EXERCISE PASSAGE
━━━━━━━━━━━━━━━━━━━━━━━━━━━━━━

FCMB Shareholders AGM

By Dipo Olowookere

It is almost certain that shareholders of First City Monument Bank (FCMB) and AIICO Insurance will get cash reward and bonus shares from the respective company this year for the 2020 financial year.

However, the Central Bank of Nigeria (CBN) and the National Insurance Commission (NAICOM) will have to first authorise this.

Already, the boards of FCMB and AIICO Insurance have done their parts by recommending the payment of the dividend and issuance of bonus shares, but their respective regulator will have to check their performance to see if what is being recommended is reasonable.

Last Friday, the board of FCMB held a meeting to look into the audited results of the group and after being satisfied, the payment of the dividend was recommended.

“At the board of directors meeting of FCMB group Plc held on Friday, February 26, 2021, the board approved the group’s audited financial statements for the year ended December 31, 2020, as well as payment of dividend, subject to the approval of the CBN.

“The board also considered and approved the appointment of an independent non-executive director, subject to the CBN approval.

━━━━━━━━━━━━━━━━━━━━━━━━━━━━━━

THE DATA
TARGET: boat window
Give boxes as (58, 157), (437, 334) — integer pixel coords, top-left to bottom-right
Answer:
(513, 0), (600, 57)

━━━━━━━━━━━━━━━━━━━━━━━━━━━━━━

According to the article on the FCMB and AIICO dividends, why must the boards' recommendations await action by the Central Bank of Nigeria and the National Insurance Commission? Answer in one to three sentences.

The boards of FCMB and AIICO Insurance have recommended paying a dividend and issuing bonus shares, but each company's regulator must first authorize this. The regulator checks the company's performance to see whether what is being recommended is reasonable.